Write out, word for word, the part of the text on Sikandar Shah Suri starting at "Sikandar Shah Suri (died" and ending at "Delhi in 1555.".

--- Text section ---
+++
Sikandar Shah Suri (died 1559) was the sixth ruler of the Sur dynasty, a late medieval Pashtun dynasty of northern India. He became the sultan of Delhi after overthrowing Ibrahim Shah Suri.

Early life
Sikandar Shah Suri's actual name was Ahmad Khan Suri. He was the brother-in-law of sultan Muhammad Adil Shah. He was the governor of Lahore before declaring independence from Delhi in 1555.
+++
--- Data provided ---
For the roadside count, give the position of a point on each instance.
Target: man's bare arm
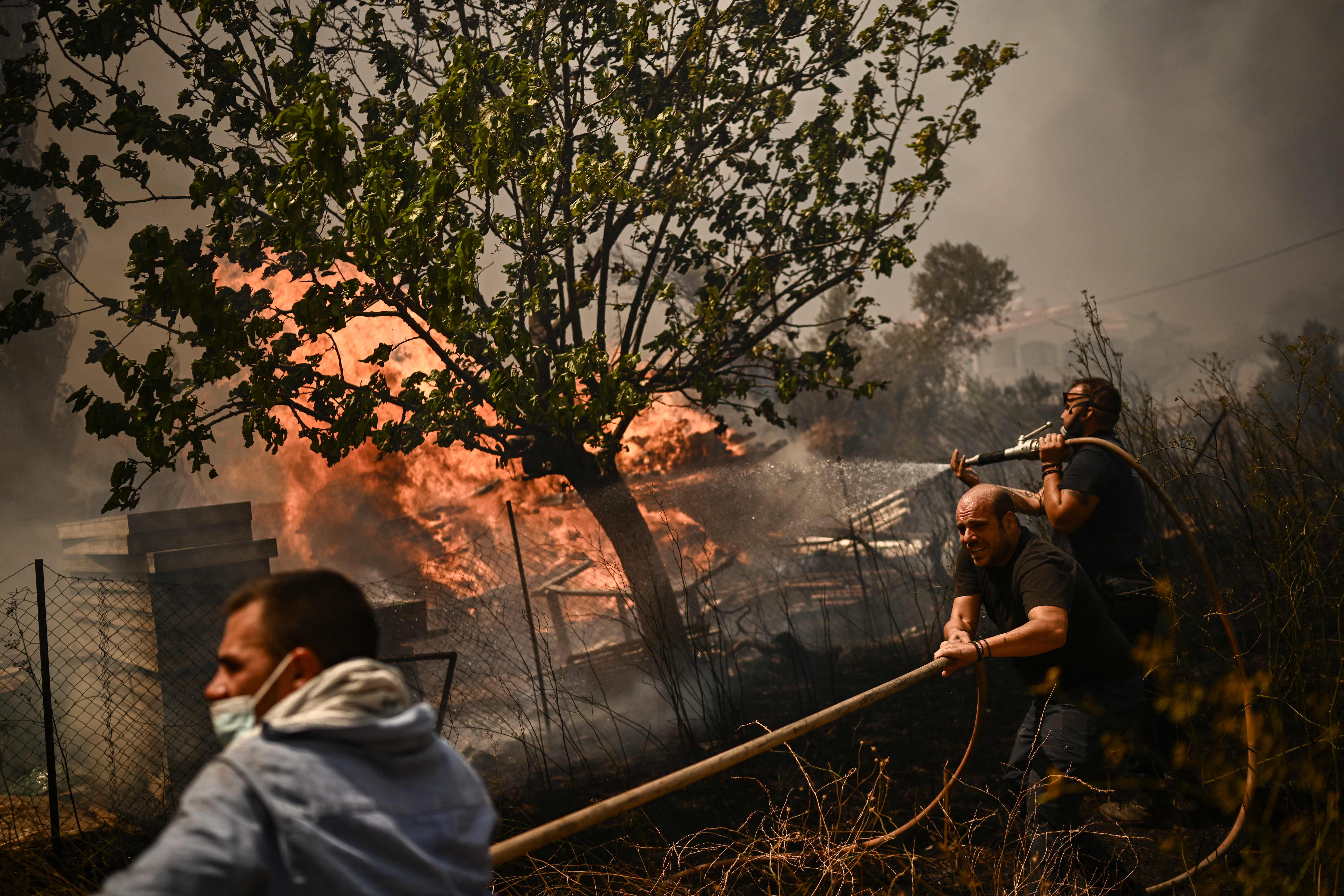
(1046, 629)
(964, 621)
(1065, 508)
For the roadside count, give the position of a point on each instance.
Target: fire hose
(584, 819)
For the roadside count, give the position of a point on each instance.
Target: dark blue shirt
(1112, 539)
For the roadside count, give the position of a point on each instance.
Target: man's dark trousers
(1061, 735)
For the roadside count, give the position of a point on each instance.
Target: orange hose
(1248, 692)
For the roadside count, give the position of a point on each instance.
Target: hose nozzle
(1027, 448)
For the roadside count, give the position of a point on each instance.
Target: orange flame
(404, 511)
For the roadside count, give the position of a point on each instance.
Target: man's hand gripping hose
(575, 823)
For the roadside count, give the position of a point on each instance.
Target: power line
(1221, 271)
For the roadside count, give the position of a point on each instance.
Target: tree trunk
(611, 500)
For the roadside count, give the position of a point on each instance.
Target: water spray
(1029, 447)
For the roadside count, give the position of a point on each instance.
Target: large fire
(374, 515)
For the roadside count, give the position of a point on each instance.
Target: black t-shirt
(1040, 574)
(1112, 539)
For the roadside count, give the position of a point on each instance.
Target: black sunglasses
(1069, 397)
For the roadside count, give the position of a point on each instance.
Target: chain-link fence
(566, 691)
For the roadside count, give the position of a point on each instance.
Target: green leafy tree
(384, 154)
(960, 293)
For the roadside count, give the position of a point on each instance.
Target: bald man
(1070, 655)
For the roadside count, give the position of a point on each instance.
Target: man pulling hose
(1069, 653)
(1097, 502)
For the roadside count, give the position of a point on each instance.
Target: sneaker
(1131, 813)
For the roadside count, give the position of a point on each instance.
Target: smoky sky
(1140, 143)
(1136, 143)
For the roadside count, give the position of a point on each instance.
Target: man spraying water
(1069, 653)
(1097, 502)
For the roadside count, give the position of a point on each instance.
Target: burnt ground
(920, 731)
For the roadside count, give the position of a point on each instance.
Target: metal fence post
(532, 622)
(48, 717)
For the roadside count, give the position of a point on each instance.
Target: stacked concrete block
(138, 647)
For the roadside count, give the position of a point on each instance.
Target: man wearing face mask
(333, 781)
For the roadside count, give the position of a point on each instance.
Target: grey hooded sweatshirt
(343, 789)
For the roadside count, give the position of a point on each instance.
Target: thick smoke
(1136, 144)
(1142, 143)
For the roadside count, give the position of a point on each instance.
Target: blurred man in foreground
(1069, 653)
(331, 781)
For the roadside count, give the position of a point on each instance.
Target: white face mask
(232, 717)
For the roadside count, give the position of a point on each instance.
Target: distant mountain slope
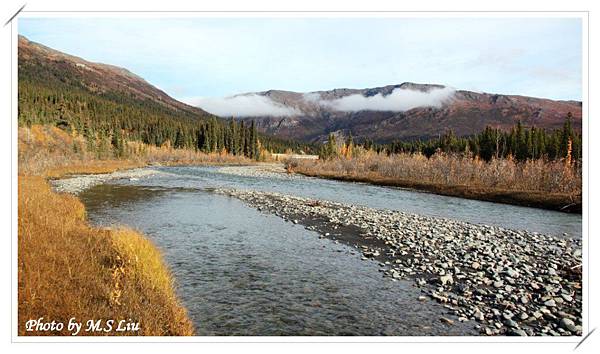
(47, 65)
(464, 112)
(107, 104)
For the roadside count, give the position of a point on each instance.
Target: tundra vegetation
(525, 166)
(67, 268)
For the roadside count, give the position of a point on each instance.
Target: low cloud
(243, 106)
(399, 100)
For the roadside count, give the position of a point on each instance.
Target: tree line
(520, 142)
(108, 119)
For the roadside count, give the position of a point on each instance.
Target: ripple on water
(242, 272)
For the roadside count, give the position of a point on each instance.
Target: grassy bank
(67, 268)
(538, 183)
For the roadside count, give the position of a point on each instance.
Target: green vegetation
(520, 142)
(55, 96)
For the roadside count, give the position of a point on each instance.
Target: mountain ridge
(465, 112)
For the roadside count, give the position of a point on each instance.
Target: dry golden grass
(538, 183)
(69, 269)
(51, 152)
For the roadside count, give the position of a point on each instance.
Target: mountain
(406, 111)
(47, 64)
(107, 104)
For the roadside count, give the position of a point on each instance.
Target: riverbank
+++
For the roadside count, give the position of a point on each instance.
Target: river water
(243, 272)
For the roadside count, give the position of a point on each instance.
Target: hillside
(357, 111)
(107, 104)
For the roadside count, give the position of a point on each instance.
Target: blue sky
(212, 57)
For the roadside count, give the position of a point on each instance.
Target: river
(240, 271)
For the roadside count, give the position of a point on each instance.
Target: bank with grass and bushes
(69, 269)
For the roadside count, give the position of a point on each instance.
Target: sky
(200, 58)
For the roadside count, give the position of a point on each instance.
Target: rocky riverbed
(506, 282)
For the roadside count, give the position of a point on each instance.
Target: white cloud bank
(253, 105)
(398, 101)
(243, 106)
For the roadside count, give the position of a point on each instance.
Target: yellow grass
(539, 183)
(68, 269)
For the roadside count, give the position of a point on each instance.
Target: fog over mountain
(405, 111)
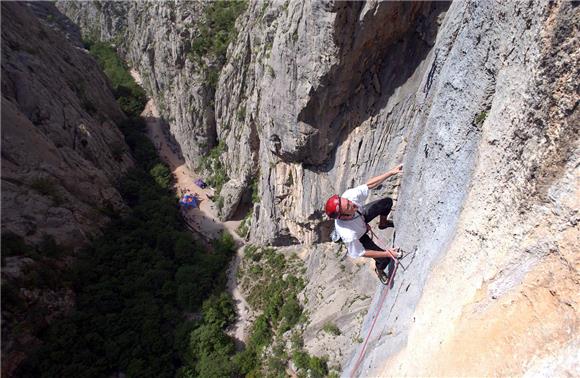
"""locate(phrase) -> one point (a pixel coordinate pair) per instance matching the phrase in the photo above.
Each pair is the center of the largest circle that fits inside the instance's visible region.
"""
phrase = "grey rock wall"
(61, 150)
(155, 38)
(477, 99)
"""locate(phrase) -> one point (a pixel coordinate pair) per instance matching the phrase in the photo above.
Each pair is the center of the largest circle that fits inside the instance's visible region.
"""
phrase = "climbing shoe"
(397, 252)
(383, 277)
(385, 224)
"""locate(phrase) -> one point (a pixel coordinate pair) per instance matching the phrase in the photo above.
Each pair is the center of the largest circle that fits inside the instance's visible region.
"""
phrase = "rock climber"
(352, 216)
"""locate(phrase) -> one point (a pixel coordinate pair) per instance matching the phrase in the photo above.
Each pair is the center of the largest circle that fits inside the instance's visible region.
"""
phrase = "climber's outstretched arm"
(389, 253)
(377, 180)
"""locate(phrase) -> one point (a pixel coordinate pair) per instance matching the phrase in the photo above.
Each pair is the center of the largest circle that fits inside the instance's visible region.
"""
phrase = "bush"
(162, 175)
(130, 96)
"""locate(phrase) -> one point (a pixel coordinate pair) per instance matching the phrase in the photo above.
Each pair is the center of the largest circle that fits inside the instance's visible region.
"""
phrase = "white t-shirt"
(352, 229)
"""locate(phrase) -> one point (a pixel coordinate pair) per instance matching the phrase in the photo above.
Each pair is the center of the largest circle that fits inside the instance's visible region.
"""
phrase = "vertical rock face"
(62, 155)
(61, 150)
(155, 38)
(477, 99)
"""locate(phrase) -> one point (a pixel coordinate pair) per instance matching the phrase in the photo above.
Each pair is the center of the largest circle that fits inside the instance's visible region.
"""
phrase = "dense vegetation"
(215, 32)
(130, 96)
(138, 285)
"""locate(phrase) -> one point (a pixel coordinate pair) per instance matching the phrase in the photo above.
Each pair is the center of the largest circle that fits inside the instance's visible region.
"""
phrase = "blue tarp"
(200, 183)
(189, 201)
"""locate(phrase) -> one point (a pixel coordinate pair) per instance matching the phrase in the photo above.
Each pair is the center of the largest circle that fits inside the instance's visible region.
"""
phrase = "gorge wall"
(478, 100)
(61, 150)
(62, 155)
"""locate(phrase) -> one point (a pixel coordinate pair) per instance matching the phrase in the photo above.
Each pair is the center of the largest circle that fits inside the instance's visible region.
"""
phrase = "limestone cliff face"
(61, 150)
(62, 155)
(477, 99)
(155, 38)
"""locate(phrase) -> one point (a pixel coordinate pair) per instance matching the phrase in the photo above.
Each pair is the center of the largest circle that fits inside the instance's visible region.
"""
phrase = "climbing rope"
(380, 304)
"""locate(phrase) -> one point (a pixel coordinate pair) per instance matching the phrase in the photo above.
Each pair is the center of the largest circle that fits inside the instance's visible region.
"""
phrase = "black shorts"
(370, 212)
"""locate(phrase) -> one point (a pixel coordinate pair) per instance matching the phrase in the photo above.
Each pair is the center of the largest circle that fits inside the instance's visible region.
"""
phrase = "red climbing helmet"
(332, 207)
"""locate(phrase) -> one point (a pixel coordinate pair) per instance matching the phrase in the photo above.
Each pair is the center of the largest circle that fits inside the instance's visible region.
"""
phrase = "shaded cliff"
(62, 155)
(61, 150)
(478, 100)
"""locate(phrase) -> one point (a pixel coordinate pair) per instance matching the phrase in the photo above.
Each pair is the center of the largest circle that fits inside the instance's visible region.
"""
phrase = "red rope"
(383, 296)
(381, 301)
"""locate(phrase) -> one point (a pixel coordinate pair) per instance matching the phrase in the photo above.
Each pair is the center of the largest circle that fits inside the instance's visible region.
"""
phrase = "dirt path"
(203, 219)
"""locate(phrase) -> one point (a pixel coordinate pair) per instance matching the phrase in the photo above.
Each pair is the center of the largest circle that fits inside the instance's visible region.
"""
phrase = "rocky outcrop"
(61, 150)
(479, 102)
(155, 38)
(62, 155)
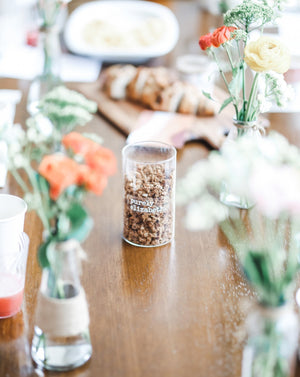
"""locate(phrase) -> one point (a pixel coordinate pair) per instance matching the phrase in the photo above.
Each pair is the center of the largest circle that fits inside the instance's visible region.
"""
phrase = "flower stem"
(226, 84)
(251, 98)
+++
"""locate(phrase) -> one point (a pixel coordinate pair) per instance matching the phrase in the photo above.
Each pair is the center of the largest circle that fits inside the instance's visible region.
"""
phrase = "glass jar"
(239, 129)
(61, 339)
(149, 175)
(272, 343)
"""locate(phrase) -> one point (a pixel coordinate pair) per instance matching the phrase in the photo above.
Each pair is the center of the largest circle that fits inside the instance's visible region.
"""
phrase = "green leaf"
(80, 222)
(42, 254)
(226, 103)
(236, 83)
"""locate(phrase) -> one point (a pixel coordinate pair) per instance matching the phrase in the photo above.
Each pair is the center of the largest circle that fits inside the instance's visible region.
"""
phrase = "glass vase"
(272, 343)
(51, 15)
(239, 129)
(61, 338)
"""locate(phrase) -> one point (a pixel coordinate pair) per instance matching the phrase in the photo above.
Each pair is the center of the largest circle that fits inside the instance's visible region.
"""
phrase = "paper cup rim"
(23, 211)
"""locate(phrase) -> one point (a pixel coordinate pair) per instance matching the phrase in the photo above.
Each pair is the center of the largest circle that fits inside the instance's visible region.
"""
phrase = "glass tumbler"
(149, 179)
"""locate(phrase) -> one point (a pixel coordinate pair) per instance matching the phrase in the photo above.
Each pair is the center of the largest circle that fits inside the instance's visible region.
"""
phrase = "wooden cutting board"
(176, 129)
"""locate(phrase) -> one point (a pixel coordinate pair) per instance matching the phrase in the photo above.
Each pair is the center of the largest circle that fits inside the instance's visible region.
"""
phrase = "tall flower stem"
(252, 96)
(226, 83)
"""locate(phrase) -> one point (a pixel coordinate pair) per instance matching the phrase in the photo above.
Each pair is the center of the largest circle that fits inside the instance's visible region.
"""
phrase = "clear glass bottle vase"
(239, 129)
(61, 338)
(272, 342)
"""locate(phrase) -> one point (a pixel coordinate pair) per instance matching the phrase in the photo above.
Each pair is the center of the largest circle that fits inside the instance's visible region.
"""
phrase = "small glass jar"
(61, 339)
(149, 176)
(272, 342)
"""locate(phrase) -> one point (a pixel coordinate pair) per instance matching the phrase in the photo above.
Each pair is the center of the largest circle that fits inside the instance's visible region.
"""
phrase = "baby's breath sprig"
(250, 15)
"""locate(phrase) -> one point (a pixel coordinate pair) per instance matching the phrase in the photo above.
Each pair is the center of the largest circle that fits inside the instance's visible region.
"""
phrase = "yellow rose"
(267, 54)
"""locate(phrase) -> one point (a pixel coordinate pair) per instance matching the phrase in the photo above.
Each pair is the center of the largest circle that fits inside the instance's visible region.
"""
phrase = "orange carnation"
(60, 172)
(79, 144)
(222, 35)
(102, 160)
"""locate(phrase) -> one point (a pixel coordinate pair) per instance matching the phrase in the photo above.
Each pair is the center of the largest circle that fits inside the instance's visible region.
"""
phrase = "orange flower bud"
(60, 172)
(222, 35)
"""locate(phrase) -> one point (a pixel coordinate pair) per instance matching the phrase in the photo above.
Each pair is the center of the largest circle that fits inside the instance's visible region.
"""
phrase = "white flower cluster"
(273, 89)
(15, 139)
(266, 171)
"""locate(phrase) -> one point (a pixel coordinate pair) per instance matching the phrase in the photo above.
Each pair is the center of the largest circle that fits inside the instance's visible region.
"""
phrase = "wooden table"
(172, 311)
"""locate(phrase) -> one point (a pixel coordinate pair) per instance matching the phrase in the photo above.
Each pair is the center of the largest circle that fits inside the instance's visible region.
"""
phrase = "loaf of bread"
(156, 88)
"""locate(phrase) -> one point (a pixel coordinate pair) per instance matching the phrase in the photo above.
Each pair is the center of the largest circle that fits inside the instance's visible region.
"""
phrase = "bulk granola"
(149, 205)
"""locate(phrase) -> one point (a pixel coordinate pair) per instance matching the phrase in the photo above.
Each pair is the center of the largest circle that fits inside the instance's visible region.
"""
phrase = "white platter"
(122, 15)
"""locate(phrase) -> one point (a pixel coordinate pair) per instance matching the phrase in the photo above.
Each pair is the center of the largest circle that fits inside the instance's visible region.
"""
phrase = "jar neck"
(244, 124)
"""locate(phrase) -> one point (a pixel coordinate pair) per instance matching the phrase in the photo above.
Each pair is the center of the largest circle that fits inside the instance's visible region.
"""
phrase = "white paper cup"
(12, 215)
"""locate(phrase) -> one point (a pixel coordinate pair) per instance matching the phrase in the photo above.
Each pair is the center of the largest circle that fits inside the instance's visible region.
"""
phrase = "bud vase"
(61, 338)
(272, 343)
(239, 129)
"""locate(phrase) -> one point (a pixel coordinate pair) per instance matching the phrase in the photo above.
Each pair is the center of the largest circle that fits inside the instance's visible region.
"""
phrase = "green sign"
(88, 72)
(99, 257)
+++
--- Problem solution ---
Sikandar Shah Suri (died 1559) was the sixth ruler of the Sur dynasty, a late medieval Pashtun dynasty of northern India. He became the sultan of Delhi after overthrowing Ibrahim Shah Suri.

Early life
Sikandar Shah Suri's actual name was Ahmad Khan Suri. He was the brother-in-law of sultan Muhammad Adil Shah. He was the governor of Lahore before declaring independence from Delhi in 1555.